ESERCIZIO PROPOSTO: Riscrivi i record a partire dall'inizio fino alla riga che contiene "column 203, row 312" compresa, sostituendo "blurred background" con "blurry background" e lasciando invariato tutto il resto.

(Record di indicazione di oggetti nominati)
○ ○ ○ ○ ○

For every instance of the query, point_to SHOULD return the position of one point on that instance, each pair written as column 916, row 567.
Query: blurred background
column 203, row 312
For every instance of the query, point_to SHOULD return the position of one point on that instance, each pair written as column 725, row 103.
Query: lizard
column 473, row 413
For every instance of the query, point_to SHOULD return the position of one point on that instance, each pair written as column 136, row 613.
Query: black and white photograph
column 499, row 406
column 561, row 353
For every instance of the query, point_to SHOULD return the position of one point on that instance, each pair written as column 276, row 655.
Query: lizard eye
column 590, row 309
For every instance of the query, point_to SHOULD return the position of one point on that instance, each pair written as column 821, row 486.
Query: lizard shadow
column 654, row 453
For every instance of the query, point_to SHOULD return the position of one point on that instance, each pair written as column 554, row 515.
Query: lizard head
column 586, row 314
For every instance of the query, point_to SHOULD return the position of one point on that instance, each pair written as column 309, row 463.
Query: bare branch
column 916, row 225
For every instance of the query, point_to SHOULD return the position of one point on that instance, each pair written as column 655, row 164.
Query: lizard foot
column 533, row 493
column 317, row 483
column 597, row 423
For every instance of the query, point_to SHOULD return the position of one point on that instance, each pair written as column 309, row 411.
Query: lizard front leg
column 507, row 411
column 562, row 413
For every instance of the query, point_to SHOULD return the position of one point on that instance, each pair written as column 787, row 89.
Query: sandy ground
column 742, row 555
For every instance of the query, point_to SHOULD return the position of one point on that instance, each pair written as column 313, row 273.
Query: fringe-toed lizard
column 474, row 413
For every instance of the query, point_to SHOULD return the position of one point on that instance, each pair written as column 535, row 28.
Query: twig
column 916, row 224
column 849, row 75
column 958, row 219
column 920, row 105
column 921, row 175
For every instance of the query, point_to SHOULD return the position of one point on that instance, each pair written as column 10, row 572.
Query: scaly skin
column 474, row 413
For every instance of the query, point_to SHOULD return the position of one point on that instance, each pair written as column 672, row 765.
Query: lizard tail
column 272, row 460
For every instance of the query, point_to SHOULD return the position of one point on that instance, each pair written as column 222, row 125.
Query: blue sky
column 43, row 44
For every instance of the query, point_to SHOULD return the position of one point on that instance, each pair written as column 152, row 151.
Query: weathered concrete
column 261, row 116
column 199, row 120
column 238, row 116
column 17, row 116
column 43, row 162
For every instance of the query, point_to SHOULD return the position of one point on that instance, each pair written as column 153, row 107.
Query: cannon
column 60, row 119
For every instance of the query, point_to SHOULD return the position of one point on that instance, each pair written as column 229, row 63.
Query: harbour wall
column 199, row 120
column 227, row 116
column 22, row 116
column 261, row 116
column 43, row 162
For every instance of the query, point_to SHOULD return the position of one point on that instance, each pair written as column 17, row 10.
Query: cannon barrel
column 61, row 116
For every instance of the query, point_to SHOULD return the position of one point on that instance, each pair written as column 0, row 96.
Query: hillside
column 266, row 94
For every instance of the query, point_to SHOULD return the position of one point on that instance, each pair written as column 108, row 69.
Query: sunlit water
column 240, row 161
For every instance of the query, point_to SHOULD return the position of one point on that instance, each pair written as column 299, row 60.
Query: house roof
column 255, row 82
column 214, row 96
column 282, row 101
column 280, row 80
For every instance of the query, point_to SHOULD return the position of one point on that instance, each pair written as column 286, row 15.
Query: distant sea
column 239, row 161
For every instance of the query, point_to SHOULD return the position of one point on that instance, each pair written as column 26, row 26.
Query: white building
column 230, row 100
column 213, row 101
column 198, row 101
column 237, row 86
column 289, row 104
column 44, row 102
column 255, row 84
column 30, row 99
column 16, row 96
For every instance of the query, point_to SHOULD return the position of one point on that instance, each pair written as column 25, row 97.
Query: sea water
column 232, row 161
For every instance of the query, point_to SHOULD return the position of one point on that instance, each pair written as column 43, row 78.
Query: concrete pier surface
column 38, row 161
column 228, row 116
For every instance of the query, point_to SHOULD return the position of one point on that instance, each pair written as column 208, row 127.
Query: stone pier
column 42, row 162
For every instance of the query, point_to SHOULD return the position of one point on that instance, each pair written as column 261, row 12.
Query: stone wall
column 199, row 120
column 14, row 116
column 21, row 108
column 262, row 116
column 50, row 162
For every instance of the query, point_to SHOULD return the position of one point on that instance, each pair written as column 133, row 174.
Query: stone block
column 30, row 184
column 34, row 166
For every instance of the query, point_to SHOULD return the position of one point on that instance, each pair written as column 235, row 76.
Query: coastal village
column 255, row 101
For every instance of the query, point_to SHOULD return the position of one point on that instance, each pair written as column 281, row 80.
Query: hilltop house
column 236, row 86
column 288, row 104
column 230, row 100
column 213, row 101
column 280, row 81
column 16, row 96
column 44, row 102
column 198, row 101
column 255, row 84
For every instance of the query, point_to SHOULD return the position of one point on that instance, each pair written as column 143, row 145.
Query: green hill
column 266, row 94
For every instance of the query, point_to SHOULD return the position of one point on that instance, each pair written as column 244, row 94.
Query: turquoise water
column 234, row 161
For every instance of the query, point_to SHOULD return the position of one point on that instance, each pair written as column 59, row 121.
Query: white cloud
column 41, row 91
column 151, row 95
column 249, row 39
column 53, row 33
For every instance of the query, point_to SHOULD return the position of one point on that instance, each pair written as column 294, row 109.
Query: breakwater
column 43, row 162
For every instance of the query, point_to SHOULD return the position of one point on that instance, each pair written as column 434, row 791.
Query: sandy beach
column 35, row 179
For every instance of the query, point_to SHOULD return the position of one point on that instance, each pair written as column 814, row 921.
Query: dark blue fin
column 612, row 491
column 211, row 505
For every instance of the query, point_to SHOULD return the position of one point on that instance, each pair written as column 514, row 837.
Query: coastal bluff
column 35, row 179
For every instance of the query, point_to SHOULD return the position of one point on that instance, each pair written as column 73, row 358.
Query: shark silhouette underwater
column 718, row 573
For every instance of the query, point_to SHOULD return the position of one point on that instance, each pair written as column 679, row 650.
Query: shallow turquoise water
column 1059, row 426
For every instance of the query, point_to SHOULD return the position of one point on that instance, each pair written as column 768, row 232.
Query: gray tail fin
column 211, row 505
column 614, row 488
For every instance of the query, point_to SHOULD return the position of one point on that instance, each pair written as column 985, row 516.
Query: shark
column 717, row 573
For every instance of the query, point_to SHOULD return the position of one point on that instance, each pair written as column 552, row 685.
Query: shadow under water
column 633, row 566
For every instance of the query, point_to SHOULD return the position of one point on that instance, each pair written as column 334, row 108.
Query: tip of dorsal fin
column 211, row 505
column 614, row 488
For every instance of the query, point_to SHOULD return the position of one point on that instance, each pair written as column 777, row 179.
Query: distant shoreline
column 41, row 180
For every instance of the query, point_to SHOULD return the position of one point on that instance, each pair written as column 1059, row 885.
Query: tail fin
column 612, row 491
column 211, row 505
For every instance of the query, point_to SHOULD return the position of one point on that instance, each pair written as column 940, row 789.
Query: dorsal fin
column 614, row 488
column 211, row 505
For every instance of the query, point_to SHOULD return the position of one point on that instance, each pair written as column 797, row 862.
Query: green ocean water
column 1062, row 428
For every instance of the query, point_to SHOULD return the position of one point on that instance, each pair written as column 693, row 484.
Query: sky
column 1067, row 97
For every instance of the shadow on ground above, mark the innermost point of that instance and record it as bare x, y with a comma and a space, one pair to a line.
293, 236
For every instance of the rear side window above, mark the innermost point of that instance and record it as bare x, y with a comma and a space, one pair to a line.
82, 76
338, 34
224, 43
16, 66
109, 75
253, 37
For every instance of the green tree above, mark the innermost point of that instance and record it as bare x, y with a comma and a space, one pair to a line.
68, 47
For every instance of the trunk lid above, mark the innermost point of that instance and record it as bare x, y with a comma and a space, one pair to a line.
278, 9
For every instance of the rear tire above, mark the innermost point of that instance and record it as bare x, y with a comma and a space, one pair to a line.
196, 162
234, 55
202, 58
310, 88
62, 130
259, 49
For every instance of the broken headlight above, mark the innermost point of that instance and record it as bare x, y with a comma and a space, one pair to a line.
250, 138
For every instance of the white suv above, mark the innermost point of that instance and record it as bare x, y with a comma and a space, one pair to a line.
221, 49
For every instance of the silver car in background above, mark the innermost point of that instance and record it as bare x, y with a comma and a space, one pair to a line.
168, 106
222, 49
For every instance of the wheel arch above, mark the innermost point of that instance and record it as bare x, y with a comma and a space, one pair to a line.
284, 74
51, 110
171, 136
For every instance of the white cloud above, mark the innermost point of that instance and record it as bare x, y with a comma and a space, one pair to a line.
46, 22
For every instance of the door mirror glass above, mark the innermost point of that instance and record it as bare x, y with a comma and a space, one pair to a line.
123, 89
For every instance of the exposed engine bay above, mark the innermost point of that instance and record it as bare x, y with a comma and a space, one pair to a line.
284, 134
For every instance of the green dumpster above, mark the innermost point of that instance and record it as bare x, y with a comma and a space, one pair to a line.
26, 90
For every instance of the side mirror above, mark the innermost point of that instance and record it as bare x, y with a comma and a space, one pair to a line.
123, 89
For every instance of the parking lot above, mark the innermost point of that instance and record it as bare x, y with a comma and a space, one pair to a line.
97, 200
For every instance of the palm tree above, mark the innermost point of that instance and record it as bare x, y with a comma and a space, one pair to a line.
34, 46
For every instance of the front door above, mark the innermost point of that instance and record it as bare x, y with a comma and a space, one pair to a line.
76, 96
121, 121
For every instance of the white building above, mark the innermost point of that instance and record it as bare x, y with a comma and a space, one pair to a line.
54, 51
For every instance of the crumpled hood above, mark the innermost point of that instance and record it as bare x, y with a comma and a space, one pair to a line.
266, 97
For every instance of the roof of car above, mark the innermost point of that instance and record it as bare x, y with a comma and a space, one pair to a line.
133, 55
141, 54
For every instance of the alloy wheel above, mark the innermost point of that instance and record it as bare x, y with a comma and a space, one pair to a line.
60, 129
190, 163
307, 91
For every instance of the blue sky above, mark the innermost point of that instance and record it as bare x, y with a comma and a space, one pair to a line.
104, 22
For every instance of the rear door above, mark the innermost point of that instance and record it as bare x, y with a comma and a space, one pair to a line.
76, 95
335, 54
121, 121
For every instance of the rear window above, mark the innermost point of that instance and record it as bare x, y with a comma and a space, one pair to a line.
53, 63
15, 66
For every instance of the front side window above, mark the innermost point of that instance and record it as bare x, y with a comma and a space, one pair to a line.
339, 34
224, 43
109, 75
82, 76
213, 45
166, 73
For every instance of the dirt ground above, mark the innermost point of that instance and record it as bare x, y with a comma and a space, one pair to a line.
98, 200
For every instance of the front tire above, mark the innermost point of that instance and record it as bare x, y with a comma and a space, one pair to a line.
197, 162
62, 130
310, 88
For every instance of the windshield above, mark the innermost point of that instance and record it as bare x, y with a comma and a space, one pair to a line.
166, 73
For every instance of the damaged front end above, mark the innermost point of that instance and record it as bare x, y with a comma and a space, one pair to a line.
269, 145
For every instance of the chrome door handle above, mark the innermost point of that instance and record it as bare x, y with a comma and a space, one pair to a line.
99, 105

○ ○ ○ ○ ○

RISPOSTA ALL'ESERCIZIO:
For every instance of the query, point_to SHOULD return the position of one point on that instance, each pair written as column 916, row 567.
Query: blurry background
column 203, row 312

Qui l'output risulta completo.